■ **PROBLEM DESCRIPTION**:
Pick out every line in the data below that contains the string "number", and copy each one. Match case exactly.

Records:
──────

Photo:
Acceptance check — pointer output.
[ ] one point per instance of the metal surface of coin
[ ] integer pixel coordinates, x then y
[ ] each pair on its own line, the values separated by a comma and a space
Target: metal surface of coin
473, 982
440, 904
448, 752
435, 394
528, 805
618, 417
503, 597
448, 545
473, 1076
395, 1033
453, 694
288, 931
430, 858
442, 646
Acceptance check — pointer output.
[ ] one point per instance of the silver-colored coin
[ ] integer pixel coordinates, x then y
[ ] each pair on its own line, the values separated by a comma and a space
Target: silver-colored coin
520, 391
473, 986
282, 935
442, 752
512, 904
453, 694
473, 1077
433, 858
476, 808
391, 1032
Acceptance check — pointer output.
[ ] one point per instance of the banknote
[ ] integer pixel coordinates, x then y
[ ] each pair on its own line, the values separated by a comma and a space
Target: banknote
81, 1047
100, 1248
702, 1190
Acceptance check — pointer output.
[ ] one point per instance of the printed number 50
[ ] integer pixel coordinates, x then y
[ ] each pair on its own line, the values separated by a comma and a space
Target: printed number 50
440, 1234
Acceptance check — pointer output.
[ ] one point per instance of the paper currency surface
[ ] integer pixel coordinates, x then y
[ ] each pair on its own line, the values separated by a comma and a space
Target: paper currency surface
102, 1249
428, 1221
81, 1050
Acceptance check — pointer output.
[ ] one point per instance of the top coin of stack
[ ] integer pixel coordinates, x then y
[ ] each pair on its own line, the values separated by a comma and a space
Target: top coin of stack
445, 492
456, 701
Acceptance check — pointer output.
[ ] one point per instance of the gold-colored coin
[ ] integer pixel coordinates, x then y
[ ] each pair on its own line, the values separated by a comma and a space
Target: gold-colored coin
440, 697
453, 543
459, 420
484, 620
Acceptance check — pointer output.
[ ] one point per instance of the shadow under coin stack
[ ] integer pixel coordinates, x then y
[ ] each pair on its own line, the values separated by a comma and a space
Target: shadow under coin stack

──────

■ **WRITTEN RESPONSE**:
[ ] one point per instance of the printed number 50
Target: printed number 50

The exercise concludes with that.